TASK OBJECTIVE: Extract each line of the listing below that contains the string "street", treating uppercase and lowercase letters as distinct.

INFORMATION SUPPLIED:
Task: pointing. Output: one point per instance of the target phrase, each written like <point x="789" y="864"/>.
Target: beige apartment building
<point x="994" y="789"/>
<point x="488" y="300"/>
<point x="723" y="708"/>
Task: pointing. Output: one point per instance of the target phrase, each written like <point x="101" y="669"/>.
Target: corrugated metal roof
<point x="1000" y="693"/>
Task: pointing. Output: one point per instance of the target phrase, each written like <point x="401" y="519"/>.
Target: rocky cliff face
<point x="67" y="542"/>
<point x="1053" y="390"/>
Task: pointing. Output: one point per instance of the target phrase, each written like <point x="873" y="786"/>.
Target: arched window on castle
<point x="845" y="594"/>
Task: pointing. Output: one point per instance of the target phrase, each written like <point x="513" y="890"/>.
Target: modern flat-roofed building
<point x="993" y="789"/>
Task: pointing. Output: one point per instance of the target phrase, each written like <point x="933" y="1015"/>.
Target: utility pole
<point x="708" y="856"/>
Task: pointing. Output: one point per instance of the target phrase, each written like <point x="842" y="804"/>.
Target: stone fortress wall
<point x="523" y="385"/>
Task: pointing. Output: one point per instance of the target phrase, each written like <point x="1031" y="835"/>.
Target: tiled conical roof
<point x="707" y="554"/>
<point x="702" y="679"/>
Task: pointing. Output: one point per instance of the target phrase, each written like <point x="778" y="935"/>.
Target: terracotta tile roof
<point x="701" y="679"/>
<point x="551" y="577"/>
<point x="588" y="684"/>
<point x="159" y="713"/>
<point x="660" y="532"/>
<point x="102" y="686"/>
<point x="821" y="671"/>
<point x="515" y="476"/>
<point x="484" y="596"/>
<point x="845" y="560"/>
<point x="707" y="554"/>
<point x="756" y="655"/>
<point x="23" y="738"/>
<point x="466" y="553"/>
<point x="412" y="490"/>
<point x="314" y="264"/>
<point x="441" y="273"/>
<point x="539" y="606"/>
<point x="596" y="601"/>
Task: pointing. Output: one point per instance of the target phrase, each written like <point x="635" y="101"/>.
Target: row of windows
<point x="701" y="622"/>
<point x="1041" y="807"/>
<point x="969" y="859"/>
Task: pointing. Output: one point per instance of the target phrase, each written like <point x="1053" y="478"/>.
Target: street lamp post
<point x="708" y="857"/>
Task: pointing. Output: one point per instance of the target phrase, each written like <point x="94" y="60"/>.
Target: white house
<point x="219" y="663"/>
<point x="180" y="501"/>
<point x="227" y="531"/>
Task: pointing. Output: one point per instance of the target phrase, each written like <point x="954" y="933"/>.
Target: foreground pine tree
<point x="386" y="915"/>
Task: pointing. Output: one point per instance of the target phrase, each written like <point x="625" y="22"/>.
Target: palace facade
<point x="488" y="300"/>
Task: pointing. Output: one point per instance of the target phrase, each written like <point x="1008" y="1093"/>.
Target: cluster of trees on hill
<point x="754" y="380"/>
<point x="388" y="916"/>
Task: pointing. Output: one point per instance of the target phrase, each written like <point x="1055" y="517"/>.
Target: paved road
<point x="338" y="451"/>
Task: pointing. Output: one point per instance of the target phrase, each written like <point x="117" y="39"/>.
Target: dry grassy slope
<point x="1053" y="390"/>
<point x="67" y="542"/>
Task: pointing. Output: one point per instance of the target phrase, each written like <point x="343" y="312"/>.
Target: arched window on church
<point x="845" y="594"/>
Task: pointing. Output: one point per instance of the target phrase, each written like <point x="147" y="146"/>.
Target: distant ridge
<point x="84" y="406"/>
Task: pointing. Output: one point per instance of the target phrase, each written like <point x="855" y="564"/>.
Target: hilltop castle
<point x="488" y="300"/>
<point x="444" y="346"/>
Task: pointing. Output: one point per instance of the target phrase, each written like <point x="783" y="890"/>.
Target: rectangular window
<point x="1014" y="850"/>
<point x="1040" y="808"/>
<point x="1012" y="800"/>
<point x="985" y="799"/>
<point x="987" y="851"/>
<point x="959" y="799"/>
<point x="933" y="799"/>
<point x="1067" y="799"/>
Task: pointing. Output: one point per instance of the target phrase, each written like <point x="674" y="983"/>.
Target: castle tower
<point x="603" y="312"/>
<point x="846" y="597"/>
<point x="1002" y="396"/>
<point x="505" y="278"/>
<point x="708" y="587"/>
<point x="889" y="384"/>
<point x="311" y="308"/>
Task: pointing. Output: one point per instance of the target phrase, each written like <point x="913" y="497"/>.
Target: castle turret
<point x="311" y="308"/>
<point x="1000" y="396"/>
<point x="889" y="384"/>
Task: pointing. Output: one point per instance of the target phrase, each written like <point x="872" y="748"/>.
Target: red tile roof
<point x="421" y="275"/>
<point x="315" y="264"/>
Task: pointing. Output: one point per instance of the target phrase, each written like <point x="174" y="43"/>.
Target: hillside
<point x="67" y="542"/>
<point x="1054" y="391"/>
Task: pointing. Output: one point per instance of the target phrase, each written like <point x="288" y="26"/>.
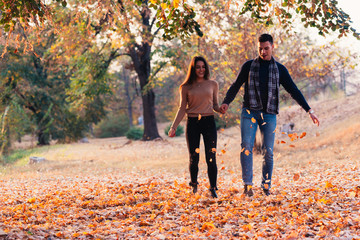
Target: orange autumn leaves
<point x="292" y="137"/>
<point x="161" y="206"/>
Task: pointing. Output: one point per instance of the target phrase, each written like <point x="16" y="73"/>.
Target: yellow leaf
<point x="328" y="185"/>
<point x="208" y="226"/>
<point x="296" y="176"/>
<point x="303" y="135"/>
<point x="176" y="3"/>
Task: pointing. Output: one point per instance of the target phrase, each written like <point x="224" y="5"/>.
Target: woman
<point x="198" y="99"/>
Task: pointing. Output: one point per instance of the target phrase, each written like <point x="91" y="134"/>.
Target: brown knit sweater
<point x="198" y="98"/>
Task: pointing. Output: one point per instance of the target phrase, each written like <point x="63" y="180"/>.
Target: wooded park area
<point x="68" y="66"/>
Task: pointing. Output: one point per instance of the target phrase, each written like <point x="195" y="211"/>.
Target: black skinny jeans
<point x="207" y="128"/>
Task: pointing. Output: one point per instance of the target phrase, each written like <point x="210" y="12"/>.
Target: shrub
<point x="112" y="126"/>
<point x="135" y="133"/>
<point x="179" y="130"/>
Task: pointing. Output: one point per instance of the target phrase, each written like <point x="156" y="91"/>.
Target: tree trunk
<point x="141" y="58"/>
<point x="43" y="138"/>
<point x="126" y="78"/>
<point x="150" y="126"/>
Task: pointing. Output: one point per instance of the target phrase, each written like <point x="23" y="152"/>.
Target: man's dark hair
<point x="266" y="37"/>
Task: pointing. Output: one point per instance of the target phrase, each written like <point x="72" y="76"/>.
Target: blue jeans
<point x="250" y="120"/>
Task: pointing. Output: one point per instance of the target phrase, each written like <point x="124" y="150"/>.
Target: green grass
<point x="20" y="157"/>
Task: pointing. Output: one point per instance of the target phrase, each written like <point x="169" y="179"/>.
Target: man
<point x="262" y="77"/>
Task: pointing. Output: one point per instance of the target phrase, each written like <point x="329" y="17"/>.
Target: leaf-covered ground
<point x="115" y="189"/>
<point x="317" y="204"/>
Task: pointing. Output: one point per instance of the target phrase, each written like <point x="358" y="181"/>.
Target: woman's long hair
<point x="191" y="75"/>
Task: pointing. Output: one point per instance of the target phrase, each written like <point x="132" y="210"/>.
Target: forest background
<point x="75" y="69"/>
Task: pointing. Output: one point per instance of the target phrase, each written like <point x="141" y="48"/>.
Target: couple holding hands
<point x="262" y="77"/>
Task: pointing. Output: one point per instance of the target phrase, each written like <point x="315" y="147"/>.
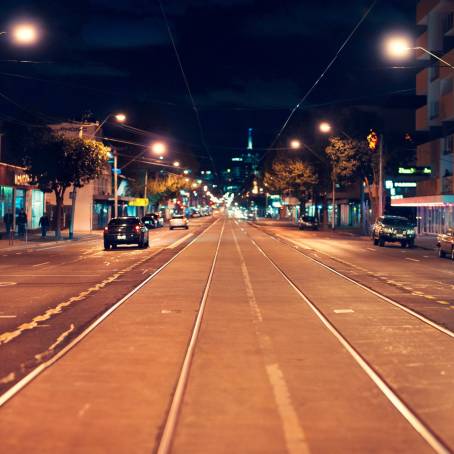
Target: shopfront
<point x="17" y="194"/>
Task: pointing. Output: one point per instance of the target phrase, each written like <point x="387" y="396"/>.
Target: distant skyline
<point x="248" y="62"/>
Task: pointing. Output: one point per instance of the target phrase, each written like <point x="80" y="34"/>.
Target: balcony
<point x="446" y="71"/>
<point x="422" y="79"/>
<point x="423" y="9"/>
<point x="422" y="119"/>
<point x="447" y="107"/>
<point x="422" y="41"/>
<point x="428" y="187"/>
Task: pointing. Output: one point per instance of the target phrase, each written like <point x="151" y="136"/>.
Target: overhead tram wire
<point x="322" y="75"/>
<point x="194" y="105"/>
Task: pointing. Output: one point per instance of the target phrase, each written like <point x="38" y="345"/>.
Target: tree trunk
<point x="58" y="212"/>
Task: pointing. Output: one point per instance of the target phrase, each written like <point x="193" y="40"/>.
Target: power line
<point x="322" y="75"/>
<point x="188" y="88"/>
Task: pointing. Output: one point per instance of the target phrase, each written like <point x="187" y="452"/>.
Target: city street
<point x="241" y="342"/>
<point x="51" y="292"/>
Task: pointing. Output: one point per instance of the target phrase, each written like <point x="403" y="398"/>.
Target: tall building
<point x="435" y="195"/>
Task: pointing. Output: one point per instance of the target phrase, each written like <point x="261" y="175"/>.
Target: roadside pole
<point x="115" y="183"/>
<point x="380" y="183"/>
<point x="145" y="192"/>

FULL RESPONSE:
Target: street lamp post
Target: city street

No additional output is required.